- **The exercise**
Report every line of the entries below that contains the word "mantel", copying each one in full.

Rows from a box labeling dataset
──────────────────────────────

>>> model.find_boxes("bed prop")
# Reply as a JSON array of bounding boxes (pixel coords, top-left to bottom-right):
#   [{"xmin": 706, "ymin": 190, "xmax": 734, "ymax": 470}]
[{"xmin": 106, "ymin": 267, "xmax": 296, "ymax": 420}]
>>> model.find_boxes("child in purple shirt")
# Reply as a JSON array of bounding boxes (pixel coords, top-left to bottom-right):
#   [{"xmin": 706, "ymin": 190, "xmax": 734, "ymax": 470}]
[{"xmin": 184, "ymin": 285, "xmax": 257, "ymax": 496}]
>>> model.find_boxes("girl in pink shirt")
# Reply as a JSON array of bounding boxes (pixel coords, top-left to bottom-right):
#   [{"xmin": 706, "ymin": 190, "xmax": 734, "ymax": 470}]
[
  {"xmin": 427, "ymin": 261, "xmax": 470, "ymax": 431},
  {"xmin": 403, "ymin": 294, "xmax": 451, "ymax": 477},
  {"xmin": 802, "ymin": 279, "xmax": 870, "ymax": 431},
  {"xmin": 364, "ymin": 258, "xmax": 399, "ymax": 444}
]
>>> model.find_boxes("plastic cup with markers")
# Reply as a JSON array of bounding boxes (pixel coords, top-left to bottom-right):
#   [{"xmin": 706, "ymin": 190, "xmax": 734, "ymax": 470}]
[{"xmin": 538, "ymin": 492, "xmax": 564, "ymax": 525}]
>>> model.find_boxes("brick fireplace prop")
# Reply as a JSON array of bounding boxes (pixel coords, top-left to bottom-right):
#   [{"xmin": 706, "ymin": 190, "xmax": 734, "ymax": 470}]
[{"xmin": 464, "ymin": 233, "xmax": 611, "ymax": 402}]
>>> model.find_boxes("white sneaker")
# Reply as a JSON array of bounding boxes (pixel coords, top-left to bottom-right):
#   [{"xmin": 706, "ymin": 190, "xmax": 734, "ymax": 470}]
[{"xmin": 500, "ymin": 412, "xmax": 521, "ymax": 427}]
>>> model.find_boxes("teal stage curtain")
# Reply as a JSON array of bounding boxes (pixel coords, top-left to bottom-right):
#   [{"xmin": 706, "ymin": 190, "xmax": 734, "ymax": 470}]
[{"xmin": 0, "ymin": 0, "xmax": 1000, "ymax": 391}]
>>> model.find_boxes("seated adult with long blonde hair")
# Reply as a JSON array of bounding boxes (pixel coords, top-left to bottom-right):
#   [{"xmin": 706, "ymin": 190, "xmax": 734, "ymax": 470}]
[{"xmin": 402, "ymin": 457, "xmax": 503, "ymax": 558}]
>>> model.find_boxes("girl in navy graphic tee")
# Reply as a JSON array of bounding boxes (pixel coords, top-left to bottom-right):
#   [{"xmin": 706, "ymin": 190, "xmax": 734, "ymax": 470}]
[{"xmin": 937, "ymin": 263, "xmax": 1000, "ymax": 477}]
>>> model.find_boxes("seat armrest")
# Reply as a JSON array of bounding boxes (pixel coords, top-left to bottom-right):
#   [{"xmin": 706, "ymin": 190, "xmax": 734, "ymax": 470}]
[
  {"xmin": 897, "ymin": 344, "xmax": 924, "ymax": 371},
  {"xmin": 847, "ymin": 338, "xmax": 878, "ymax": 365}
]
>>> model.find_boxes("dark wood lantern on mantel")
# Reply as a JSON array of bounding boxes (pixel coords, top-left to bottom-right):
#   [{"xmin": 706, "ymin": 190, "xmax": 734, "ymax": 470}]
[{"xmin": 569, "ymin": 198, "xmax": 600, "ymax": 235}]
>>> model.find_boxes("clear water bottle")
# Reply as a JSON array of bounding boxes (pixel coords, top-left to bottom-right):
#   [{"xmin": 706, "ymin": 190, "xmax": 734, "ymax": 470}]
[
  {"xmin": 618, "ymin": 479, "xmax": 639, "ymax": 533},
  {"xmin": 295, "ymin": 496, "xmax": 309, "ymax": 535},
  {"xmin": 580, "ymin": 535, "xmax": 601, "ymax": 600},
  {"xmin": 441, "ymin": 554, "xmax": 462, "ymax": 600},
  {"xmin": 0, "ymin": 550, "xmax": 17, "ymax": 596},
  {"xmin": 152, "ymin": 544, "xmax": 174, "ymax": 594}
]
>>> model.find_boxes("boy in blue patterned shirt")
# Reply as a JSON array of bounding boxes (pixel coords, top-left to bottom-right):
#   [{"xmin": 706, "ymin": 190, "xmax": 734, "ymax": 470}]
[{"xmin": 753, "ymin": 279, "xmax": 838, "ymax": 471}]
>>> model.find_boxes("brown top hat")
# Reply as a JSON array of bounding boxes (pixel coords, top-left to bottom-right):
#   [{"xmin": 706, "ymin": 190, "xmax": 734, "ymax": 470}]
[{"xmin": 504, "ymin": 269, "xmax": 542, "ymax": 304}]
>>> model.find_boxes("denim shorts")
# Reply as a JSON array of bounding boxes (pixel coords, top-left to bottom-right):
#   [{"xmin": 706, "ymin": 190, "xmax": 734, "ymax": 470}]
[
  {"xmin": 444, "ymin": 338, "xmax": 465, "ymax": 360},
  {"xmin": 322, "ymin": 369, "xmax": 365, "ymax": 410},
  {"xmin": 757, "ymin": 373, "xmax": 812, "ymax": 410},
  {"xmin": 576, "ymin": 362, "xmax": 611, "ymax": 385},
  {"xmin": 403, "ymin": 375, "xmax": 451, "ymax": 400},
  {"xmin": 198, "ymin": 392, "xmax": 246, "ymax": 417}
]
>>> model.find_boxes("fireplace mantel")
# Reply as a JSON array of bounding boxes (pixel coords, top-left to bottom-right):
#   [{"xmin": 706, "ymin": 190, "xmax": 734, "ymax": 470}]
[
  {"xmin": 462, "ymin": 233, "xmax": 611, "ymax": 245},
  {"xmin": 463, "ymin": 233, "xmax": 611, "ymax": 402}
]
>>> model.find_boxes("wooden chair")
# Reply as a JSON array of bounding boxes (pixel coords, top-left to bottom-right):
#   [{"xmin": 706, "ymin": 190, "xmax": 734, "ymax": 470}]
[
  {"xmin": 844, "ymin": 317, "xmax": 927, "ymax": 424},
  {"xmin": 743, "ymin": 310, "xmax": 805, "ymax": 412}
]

──────────────────────────────

- **Solution**
>>> model.find_boxes("dark wood lantern on mantel")
>>> model.find_boxes("fireplace mantel")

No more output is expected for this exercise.